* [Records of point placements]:
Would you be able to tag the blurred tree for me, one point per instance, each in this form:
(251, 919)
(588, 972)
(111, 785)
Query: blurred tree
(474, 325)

* [Goal of the exercise]: Return every line of the records above word for word, with nothing changed.

* [Reply]:
Would you be able to tag the blurred tree for me, one point per instance, each in this form:
(251, 919)
(588, 972)
(111, 785)
Query: blurred tree
(474, 325)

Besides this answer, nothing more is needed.